Why Are School Therapists in NYC Revoting on a ‘Nothing’ Contract?

“The next step should have been to go back to the bargaining table. It was a fair and certified vote. It was not close. It was not compromised in any way.” - Alison Loebel Bertoni.

By Steve Wishnia

Almost 3,000 occupational and physical therapists [OT/PT] in New York City public schools are in the process of revoting on a contract they rejected by a 2–1 margin last month.

Officials of their chapter in the United Federation of Teachers say the union’s leadership refused to try to renegotiate the agreement, which members overall ratified by a 3–1 margin. The UFT says bargaining-unit members requested the revote.

“The next step should have been to go back to the bargaining table,” Alison Loebel Bertoni, a member of the OT/PT chapter’s executive board, told Work-Bites. “It was a fair and certified vote. It was not close. It was not compromised in any way.”

Material provided:
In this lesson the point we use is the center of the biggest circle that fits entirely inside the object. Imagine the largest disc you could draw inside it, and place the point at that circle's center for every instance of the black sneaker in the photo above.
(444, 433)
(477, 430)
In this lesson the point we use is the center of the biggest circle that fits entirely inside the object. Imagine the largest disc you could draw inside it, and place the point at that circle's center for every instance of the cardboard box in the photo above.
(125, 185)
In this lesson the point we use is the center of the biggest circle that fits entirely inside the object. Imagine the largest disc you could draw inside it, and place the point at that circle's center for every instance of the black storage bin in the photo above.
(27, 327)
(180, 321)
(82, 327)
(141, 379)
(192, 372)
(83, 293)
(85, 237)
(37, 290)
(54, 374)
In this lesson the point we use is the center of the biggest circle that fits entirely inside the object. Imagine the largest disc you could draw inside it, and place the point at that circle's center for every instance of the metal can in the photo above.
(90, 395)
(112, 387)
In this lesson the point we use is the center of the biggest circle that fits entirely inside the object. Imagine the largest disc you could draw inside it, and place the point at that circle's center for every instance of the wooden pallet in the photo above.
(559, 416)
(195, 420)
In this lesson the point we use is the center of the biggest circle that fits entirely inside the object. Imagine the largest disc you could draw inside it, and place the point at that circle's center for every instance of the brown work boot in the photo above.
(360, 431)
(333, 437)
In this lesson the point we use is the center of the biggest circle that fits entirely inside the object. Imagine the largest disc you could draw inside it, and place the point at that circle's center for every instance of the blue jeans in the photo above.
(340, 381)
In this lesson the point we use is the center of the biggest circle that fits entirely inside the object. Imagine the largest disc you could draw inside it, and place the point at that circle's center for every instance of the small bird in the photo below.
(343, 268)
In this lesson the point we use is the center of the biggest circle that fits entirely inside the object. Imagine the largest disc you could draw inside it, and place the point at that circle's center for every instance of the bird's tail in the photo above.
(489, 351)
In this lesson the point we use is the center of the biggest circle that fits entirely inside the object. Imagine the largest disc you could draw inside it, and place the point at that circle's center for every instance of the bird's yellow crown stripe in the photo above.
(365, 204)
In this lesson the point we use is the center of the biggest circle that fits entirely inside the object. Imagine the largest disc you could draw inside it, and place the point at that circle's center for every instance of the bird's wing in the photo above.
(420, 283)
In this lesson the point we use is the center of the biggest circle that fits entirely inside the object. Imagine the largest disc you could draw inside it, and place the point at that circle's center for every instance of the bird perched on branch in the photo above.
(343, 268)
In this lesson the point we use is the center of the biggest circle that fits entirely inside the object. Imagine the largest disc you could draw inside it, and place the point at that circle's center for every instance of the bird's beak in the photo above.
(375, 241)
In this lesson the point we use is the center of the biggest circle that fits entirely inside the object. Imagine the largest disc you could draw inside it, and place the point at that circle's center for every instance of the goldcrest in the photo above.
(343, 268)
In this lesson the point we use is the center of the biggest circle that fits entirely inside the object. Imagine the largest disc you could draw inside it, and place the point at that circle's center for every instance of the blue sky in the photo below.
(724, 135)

Tasks to complete:
A. In the school therapists article, by what margin did the therapists reject their contract last month?
B. Translate this sentence from the school therapists article into Spanish: "The UFT says bargaining-unit members requested the revote."
C. Set down the stretch of the school therapists article from "Almost 3,000 occupational" through "requested the revote.".

Answers to this exercise:
A. By a 2–1 margin.

B. La UFT dice que los miembros de la unidad de negociación solicitaron la nueva votación.

C.
Almost 3,000 occupational and physical therapists [OT/PT] in New York City public schools are in the process of revoting on a contract they rejected by a 2–1 margin last month.

Officials of their chapter in the United Federation of Teachers say the union’s leadership refused to try to renegotiate the agreement, which members overall ratified by a 3–1 margin. The UFT says bargaining-unit members requested the revote.